INPUT DATA: Begin

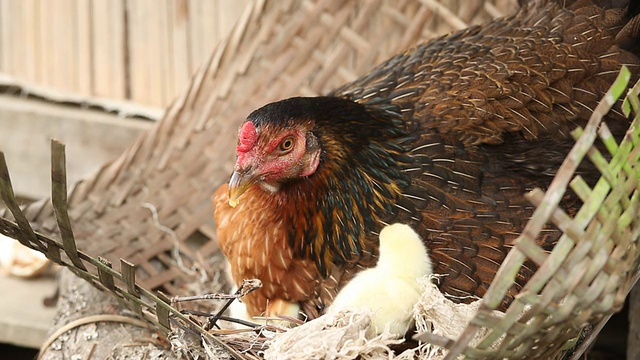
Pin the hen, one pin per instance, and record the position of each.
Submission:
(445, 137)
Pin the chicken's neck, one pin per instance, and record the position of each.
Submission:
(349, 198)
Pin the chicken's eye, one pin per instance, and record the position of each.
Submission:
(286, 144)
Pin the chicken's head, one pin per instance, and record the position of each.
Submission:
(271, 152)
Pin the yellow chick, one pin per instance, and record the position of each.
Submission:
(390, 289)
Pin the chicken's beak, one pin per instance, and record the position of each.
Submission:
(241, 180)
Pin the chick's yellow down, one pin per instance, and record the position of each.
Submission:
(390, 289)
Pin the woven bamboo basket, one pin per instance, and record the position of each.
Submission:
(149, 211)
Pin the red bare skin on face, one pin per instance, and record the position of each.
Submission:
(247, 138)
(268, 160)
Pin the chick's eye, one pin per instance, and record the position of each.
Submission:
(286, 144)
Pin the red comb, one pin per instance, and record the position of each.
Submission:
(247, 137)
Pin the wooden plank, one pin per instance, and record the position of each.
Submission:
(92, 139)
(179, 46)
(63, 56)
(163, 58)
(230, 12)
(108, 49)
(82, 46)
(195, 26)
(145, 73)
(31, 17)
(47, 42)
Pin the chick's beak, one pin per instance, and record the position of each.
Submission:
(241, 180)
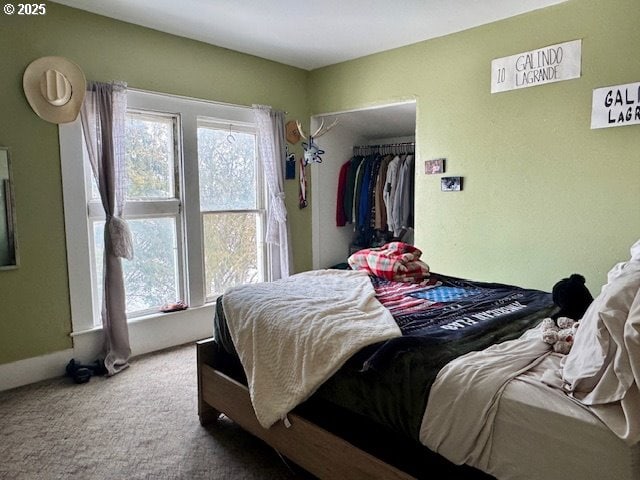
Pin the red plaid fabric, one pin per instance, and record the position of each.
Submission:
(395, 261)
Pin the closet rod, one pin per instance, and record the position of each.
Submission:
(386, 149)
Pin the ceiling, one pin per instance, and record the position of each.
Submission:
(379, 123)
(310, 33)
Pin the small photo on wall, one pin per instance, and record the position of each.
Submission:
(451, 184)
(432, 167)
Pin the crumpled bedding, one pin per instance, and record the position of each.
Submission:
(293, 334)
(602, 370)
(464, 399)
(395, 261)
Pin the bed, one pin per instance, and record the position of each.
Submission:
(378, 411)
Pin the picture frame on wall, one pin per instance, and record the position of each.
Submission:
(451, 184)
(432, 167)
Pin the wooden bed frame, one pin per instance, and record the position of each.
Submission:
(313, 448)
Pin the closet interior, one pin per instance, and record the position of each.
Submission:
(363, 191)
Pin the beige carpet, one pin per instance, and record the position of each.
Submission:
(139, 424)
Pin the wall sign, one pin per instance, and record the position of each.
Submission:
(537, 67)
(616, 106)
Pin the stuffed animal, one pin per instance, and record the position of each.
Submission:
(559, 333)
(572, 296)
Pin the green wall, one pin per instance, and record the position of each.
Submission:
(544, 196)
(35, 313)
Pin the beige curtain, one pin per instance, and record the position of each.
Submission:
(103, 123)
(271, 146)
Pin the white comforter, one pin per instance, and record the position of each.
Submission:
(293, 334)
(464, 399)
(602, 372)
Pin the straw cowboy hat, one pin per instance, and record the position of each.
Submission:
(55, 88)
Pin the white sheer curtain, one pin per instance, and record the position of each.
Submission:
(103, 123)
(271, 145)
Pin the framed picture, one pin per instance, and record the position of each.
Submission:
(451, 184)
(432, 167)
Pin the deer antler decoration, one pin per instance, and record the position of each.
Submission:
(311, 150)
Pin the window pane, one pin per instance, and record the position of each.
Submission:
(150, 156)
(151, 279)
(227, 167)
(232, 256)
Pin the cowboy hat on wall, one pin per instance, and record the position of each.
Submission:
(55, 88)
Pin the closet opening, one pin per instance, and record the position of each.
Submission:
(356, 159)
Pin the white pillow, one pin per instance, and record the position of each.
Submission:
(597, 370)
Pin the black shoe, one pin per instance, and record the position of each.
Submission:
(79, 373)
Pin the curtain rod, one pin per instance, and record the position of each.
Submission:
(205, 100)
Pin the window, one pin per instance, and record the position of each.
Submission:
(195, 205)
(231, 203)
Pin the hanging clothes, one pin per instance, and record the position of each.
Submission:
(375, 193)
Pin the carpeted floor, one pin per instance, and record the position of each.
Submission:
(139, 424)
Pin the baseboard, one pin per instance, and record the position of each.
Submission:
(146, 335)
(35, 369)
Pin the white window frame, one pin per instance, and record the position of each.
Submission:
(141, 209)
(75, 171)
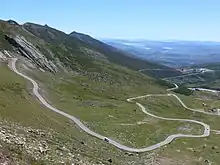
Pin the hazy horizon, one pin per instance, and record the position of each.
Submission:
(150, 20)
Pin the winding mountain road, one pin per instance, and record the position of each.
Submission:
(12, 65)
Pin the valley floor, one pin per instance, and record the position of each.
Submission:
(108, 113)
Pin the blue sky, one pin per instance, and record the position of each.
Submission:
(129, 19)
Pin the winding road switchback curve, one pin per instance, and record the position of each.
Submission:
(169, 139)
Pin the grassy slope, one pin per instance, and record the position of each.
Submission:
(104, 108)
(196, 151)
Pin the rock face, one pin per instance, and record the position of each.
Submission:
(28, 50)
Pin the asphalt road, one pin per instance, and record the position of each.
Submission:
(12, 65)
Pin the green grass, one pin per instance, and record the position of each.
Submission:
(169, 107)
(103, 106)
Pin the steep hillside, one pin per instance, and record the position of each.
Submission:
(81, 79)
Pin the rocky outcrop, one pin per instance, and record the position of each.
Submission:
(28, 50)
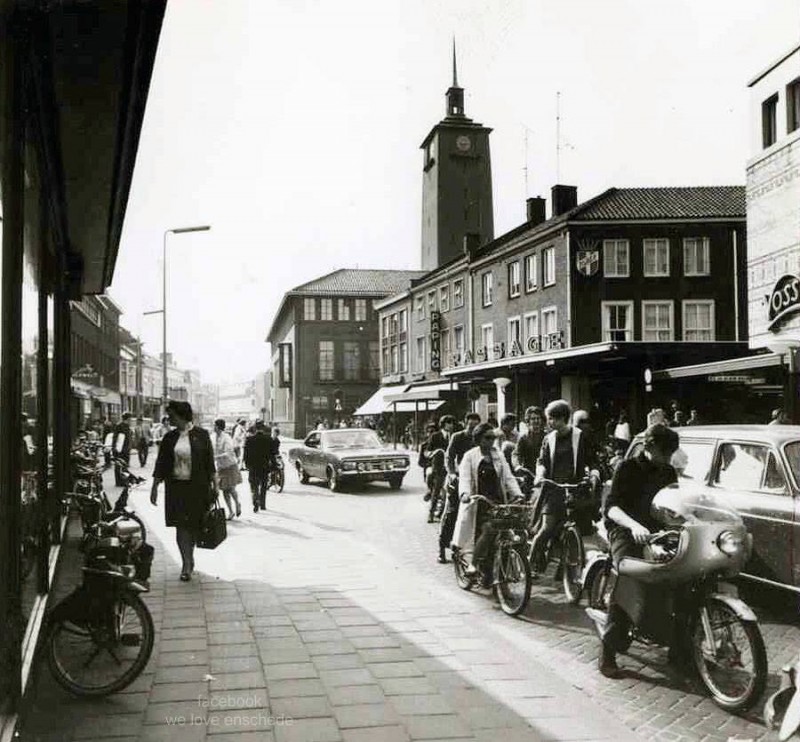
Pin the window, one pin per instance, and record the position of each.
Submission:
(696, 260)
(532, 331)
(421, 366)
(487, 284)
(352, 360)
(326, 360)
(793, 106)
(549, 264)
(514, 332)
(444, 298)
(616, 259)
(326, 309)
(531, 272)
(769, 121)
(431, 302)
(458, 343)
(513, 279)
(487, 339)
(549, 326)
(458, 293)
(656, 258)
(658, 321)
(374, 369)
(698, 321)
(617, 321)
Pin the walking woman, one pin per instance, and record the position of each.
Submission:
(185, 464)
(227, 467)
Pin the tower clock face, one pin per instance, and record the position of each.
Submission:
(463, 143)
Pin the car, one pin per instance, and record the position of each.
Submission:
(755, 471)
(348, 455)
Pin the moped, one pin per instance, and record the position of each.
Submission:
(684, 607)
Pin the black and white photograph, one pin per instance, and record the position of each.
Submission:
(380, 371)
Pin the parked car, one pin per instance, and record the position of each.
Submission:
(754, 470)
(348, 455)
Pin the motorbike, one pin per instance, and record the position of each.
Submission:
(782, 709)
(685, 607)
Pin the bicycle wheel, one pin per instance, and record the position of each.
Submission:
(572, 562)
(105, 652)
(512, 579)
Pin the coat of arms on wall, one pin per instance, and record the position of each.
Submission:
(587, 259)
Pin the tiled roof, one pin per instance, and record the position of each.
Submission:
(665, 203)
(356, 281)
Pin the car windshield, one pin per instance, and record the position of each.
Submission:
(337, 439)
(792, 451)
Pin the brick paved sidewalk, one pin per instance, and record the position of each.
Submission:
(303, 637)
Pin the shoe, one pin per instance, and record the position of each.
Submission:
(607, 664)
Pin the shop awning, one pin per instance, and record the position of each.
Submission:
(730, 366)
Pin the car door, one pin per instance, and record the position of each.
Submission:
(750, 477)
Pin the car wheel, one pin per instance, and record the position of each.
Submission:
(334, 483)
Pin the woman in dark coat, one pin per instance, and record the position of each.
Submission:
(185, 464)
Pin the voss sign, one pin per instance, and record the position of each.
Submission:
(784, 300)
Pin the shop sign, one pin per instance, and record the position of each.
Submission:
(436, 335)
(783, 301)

INPUT DATA: End

* **ACTIVITY**
Return from the data every line that holds "chicken".

* **SOLVED EXERCISE**
Pin the chicken's neck, one pin per instance, and record the position of each.
Pin the chicken's eye, one pin per instance, and record the position of each.
Pin the chicken's head, one pin per instance, and record the position of each.
Pin the chicken's beak, one pin per instance, and record the position of each.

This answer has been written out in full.